Requirement
Rewrite the lines running from the one containing "Batch job #47 — class: brass" through the one containing "403;237;517;555", both included, with "brass pot" changed to "copper pot" and nothing else altered. Give only those lines.
────────────────
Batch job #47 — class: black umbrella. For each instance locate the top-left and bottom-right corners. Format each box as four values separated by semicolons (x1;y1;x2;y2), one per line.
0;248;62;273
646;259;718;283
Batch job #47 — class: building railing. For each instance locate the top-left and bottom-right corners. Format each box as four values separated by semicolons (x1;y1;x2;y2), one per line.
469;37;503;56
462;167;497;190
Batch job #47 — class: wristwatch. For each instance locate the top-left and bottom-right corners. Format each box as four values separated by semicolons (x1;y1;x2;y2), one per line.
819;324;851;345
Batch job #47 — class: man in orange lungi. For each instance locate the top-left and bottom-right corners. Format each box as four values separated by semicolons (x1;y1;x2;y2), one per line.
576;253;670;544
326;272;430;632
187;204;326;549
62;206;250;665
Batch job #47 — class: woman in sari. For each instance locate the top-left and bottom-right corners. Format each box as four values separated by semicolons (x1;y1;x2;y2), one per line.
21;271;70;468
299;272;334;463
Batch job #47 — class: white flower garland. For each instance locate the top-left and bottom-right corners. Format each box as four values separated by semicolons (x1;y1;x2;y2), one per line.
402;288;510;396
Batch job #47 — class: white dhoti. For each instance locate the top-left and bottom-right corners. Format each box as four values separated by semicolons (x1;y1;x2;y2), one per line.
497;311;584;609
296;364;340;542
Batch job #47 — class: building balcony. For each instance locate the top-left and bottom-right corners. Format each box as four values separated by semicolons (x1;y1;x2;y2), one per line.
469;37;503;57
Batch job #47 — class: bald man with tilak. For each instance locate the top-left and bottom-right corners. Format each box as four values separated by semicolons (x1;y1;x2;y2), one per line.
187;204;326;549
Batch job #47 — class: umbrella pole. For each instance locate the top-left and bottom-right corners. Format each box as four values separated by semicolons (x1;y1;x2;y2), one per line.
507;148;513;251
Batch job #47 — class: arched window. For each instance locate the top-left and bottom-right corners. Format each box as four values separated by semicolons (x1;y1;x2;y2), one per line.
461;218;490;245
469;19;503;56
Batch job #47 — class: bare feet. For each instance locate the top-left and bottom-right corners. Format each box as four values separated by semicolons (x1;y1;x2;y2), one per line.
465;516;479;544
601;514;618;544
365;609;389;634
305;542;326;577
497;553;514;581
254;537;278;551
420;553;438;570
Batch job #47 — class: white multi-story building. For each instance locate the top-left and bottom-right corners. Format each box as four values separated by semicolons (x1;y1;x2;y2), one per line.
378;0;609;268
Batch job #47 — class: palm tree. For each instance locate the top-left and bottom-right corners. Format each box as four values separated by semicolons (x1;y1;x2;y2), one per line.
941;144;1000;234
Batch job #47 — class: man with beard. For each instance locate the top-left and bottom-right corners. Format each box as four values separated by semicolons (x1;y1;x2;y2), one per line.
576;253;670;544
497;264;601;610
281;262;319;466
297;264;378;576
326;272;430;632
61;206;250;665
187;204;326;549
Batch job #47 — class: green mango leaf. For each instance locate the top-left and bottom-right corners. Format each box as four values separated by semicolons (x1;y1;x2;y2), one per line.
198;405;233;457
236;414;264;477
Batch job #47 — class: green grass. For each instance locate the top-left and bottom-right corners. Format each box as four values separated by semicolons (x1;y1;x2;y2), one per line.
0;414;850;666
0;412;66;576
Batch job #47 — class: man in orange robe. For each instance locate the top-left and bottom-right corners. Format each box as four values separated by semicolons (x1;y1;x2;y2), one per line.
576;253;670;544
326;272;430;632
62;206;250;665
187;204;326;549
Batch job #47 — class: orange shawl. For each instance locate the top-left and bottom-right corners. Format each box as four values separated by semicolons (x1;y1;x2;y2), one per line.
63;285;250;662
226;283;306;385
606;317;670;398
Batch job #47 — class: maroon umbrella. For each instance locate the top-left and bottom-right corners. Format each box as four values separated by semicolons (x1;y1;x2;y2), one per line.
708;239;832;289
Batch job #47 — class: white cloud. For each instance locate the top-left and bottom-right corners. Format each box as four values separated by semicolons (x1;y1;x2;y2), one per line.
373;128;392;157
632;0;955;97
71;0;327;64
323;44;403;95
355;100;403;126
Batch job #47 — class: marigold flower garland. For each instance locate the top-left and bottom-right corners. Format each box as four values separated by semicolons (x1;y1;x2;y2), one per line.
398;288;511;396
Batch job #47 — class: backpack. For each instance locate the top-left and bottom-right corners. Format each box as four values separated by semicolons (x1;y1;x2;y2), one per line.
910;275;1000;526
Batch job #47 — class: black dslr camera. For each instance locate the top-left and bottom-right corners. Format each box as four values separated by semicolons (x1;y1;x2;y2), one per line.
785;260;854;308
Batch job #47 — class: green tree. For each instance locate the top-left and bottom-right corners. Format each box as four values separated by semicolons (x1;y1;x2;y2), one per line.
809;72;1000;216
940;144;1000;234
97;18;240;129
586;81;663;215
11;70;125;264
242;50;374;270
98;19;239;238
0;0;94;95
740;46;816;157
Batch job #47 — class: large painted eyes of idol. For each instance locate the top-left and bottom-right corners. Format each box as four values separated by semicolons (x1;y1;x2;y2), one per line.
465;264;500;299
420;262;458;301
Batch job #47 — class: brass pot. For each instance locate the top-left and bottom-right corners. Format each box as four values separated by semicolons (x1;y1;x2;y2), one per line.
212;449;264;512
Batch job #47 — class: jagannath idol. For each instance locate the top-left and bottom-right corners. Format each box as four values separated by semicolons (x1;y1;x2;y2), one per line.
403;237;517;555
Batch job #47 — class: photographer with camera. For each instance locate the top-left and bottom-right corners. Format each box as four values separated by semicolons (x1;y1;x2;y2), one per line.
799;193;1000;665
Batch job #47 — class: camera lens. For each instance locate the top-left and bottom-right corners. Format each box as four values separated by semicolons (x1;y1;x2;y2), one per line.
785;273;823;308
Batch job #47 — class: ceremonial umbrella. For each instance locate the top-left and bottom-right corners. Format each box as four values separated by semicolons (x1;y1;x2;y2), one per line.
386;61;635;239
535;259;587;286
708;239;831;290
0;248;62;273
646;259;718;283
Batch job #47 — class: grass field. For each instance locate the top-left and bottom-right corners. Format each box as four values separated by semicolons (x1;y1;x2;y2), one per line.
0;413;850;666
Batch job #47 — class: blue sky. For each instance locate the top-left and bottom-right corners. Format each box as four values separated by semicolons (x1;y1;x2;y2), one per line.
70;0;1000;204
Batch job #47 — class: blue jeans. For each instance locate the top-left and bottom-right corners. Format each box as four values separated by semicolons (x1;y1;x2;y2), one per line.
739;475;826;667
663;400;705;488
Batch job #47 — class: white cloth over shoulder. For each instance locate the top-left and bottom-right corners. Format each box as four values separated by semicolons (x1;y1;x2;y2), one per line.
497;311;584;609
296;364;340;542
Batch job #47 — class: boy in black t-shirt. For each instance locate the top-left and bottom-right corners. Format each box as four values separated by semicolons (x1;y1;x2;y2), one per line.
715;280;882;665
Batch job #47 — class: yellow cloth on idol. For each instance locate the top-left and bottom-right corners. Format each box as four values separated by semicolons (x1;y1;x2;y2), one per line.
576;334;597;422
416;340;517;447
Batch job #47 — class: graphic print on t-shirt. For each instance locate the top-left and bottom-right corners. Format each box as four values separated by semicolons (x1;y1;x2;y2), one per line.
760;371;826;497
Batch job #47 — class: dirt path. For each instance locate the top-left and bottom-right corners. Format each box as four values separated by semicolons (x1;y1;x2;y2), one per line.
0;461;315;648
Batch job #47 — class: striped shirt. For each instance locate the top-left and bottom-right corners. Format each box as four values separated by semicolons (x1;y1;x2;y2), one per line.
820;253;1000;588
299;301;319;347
────────────────
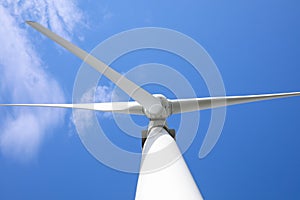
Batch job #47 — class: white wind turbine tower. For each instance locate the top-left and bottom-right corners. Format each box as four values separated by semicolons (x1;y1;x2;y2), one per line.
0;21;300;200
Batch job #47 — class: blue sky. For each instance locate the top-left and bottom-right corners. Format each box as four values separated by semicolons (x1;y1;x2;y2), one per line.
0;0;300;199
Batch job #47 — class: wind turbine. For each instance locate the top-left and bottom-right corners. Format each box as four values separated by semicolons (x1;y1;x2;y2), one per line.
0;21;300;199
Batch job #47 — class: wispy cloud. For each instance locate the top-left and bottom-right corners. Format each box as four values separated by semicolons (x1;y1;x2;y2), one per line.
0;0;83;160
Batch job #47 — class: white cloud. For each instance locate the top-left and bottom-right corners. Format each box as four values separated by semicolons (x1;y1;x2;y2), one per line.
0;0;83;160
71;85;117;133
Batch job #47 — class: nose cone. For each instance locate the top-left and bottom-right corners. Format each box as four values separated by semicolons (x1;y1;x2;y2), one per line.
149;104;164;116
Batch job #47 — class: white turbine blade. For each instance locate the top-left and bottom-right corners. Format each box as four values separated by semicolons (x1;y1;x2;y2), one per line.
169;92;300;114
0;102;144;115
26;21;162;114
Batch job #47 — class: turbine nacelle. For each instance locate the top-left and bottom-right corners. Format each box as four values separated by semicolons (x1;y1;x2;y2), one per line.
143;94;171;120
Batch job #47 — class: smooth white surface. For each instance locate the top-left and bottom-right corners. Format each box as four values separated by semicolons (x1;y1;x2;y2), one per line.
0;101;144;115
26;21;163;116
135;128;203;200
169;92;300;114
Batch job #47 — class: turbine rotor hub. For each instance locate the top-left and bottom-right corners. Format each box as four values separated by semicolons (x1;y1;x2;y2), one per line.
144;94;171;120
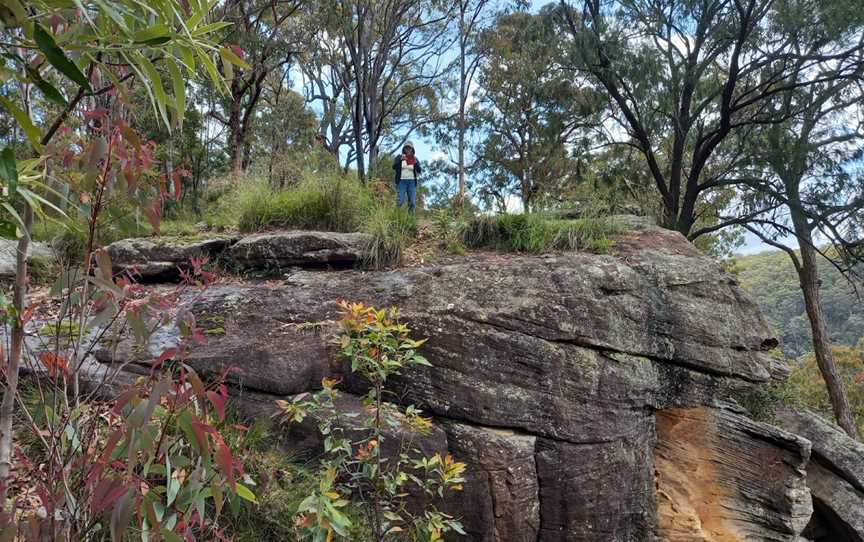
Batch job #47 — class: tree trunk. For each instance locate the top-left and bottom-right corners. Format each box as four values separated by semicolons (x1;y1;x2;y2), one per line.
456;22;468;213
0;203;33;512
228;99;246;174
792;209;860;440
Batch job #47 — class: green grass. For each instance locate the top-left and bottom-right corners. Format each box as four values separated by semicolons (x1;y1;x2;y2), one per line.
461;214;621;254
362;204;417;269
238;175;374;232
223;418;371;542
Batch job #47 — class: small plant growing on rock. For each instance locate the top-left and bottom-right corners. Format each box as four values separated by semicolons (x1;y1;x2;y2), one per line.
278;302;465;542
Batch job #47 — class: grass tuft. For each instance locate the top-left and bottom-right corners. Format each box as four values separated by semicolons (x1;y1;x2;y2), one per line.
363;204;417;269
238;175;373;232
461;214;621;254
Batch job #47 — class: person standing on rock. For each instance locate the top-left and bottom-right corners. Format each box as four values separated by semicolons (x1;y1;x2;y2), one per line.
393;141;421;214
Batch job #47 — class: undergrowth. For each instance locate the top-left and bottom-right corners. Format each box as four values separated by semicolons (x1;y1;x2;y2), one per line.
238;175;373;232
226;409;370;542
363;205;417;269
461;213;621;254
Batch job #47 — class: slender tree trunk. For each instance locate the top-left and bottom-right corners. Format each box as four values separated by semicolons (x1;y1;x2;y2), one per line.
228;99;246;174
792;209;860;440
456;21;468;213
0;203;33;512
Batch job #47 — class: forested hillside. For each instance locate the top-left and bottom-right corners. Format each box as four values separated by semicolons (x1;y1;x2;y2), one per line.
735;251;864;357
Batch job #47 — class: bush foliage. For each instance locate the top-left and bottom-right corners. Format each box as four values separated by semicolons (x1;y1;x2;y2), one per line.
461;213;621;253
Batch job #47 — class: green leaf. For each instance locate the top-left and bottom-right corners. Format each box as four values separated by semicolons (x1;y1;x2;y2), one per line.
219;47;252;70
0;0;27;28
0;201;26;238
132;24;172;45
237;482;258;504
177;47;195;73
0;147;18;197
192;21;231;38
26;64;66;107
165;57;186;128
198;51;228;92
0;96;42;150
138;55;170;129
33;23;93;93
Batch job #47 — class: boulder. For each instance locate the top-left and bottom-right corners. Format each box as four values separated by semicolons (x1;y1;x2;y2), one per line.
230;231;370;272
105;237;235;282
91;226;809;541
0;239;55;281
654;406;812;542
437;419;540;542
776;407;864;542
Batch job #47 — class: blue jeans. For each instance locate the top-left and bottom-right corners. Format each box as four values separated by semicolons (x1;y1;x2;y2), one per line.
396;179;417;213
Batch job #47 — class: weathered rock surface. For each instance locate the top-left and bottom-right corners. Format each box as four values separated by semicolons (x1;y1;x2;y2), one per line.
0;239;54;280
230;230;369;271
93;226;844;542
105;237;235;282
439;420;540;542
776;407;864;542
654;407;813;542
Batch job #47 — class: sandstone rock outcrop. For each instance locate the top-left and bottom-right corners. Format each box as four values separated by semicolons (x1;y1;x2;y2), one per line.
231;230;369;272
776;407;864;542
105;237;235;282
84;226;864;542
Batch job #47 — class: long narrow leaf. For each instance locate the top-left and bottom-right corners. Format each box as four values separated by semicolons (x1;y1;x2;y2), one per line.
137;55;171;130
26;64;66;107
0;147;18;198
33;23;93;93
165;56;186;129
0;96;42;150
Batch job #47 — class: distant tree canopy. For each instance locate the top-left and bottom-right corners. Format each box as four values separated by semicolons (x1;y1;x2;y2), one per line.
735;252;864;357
────────────────
Complete answer
Batch job #47 — class: copper pot. For each instance locate the top-left and bottom-right corners. Format each box as four values separated by semicolons (x1;y1;x2;y2), one per line.
212;449;264;512
Batch job #47 — class: jagannath idol. For each instance locate the top-left and bottom-right corners. Format each box as four values separated by semicolons (x1;y1;x2;y2), one per line.
403;237;517;555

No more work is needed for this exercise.